# [WORK TO BE COMPLETED]
Reproduce the entries word for word, and omit any picture you find in them.

++++++++++++++++++++

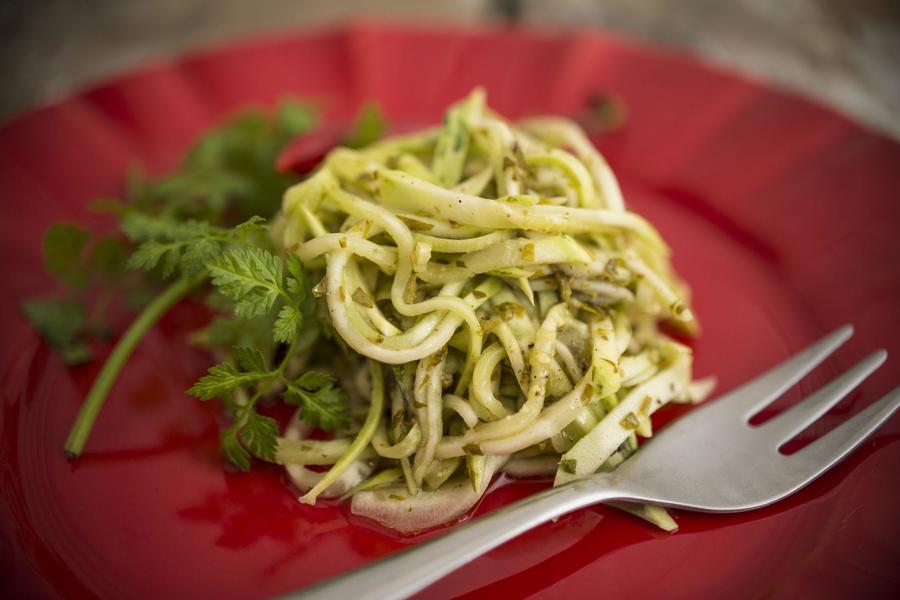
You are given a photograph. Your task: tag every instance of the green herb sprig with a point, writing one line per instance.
(203, 223)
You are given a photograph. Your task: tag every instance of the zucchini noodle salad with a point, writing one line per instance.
(500, 308)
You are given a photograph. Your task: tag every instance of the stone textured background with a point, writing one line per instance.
(844, 53)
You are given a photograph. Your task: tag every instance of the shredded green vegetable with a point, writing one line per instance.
(495, 269)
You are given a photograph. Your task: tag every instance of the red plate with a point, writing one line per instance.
(783, 217)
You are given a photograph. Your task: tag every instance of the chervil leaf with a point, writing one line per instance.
(232, 449)
(149, 254)
(288, 324)
(252, 277)
(222, 379)
(369, 126)
(314, 380)
(260, 435)
(140, 227)
(325, 408)
(60, 323)
(296, 282)
(108, 258)
(198, 254)
(63, 247)
(249, 359)
(253, 224)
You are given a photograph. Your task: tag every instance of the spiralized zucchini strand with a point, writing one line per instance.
(495, 267)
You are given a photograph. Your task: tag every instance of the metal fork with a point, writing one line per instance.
(711, 460)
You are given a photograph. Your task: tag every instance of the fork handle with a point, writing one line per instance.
(404, 573)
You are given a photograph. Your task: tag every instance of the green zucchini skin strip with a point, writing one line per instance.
(360, 442)
(495, 267)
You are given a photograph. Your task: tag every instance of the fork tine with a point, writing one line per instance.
(798, 417)
(750, 398)
(826, 451)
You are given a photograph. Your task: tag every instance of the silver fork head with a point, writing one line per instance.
(714, 460)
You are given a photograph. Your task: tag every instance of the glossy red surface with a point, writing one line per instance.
(782, 216)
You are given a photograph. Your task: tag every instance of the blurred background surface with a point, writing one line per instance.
(845, 54)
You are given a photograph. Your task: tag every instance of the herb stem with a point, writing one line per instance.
(110, 371)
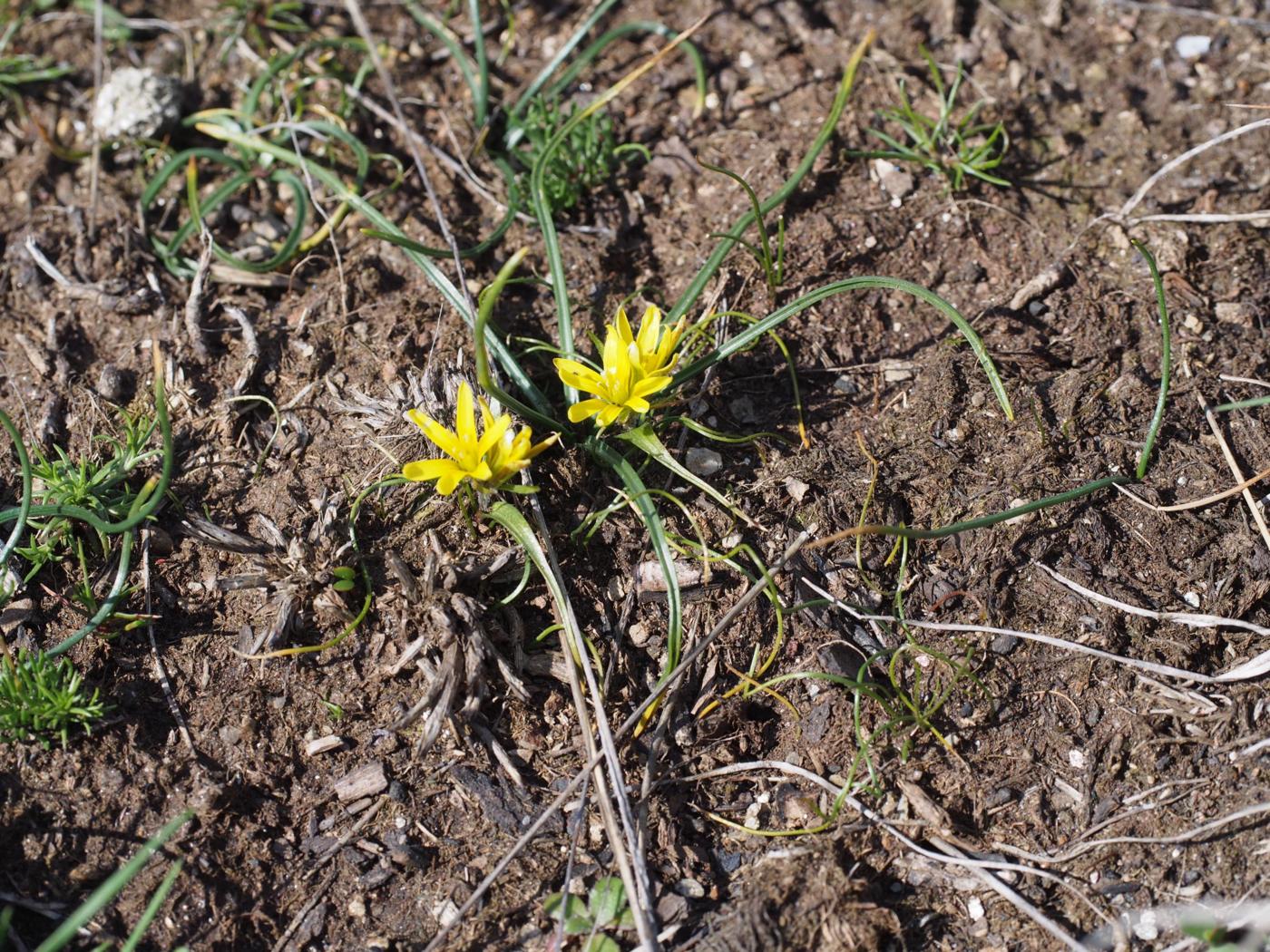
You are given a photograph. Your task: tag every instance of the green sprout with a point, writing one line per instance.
(21, 70)
(774, 267)
(97, 495)
(251, 19)
(581, 162)
(606, 908)
(948, 145)
(44, 698)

++++++++++++++++++++

# [ANSWER AREA]
You are given a photograph. Your task: tag every instance of the green herb sprig with a point, writing one line per instance.
(203, 223)
You are given a photograph. Your task: tag every instance of the zucchini noodle salad with a point, writing one line per instance.
(500, 308)
You are given a photograph. Your task: tag every instance of the stone textured background with a point, writing one line per instance.
(844, 53)
You are given a photograph. Your task: tag every instance of the shredded green vegetable with a point, writing one line per instance.
(495, 269)
You are given a photograph. Your task: tag every instance of the red plate with a point, writing one line per instance.
(783, 217)
You are given a photograph. Your task: tag every instance of the chervil leaf with a point, writing one line per instance.
(232, 449)
(149, 254)
(288, 324)
(252, 277)
(222, 379)
(369, 126)
(314, 380)
(260, 435)
(140, 227)
(325, 408)
(60, 323)
(296, 282)
(108, 258)
(198, 254)
(63, 247)
(249, 359)
(253, 224)
You are given a photograph. Your task: tag every instance of the spiralized zucchini strand with a point, writing one line per instance.
(495, 267)
You are given a photograph. Your task: tag every instance of the metal fork with a point, writing one line per instance.
(711, 460)
You are given a photograph. Your task: tag every instance of the fork handle with a point, writing one line per instance.
(404, 573)
You are given a photograph. Your task: tag every instance of the green zucchini skin strip with a point, writing one line per instance.
(360, 442)
(495, 267)
You are given a photograph. Your task: tag every instance of the fork tine with a point, writing one line per instance.
(798, 417)
(750, 398)
(826, 451)
You are given a photograph. Your task: tag every instance of the silver fork head with a point, writing one line per instance.
(714, 460)
You are given a photograph. Your task: tag every instance of the glossy red surface with a point, writing one line per instance.
(782, 216)
You are given a photograph. Your task: tag every instance of the blurred background surface with a point, writing one line per instance.
(845, 54)
You are given a photograph. Your task: tag every instance of the herb stem with a point, writing one line per instance.
(110, 371)
You are given a photograph. Your task: tag every instance of the green sprout with a point, writing one line per instance.
(21, 70)
(774, 267)
(97, 495)
(251, 19)
(581, 162)
(606, 908)
(948, 145)
(44, 698)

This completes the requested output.